--- Stored records ---
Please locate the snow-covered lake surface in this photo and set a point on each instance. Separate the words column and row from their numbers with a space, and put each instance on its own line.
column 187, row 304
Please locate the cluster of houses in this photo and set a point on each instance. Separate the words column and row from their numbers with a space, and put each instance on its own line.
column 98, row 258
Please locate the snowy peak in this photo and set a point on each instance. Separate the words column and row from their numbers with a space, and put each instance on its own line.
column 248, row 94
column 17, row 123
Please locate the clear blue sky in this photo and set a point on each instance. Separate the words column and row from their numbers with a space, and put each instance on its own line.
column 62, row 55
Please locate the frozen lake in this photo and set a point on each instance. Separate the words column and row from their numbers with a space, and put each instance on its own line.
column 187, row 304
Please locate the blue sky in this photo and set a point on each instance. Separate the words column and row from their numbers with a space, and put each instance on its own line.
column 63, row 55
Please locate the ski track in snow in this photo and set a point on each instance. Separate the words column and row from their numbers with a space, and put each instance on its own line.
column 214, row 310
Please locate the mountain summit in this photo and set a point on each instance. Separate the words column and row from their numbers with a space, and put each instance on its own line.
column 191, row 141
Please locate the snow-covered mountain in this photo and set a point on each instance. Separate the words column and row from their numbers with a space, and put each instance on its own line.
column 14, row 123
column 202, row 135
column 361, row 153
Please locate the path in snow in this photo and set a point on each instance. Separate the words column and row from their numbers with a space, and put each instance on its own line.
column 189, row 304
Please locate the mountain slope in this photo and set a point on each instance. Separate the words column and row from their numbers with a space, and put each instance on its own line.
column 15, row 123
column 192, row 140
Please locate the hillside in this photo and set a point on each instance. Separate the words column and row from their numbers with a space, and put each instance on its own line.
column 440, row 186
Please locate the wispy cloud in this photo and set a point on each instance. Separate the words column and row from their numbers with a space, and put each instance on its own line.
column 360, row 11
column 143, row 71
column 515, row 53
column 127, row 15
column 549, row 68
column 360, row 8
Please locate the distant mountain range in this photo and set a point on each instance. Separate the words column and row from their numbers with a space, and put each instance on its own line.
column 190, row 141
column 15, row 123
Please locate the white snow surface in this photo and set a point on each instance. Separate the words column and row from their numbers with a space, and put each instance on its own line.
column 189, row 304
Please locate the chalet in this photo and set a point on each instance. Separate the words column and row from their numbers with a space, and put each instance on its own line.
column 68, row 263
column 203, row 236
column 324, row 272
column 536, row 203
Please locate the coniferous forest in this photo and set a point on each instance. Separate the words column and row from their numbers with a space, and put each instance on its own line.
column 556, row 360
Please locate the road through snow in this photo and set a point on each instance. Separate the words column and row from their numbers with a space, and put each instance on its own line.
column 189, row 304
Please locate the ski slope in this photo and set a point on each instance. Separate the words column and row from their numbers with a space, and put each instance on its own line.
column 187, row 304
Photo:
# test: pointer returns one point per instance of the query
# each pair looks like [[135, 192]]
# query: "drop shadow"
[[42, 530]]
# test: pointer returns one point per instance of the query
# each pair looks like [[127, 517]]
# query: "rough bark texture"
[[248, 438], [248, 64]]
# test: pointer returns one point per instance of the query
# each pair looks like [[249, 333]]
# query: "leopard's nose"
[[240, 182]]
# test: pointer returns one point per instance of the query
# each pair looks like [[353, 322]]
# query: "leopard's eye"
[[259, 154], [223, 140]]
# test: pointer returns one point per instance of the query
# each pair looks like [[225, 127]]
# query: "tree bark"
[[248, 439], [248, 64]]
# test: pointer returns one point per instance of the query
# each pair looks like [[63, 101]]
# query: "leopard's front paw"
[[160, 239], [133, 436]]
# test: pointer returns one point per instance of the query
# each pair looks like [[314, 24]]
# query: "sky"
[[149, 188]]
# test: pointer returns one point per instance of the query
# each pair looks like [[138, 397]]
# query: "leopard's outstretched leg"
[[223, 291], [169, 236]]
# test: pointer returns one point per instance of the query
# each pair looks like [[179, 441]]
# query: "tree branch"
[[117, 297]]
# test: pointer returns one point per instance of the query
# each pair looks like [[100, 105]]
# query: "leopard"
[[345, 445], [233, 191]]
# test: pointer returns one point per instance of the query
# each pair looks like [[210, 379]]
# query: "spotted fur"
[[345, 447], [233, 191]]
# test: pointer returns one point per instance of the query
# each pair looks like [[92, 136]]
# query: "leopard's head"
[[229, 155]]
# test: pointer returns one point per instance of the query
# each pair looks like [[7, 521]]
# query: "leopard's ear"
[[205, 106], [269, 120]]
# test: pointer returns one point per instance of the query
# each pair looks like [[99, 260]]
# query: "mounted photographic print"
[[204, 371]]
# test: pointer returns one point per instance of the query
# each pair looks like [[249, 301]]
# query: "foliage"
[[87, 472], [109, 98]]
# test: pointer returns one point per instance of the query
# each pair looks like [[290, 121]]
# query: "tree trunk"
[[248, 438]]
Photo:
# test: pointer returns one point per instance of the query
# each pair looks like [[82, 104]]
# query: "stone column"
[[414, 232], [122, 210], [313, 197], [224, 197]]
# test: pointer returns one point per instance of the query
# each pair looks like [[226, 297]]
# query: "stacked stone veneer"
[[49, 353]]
---
> **Stated task**:
Copy out the records again without changes, from the line containing "Please locate the chalet" through the line containing "[[42, 530]]", with both of those lines included.

> **Output below**:
Please locate the chalet in this photo and set a point on each instance. Separate the words column and row from their numbers with a space, and put each instance on its own line.
column 68, row 263
column 203, row 236
column 324, row 272
column 536, row 203
Please locate the coniferous forest in this photo and set a point on each instance. Separate the words column and row from their numbers with a space, and put each instance on its own line.
column 556, row 360
Please locate the road through snow in this photo and set a point on each instance. Separate the words column and row from their numbers with a space, and put each instance on its own line.
column 189, row 304
Please locate the ski slope in this photo and set a point on each instance. Separate the words column and row from their numbers with a space, and put each instance on its own line.
column 187, row 304
Photo:
# test: pointer returns one point per instance of the query
# each pair looks like [[135, 192]]
# query: "drop shadow"
[[42, 530]]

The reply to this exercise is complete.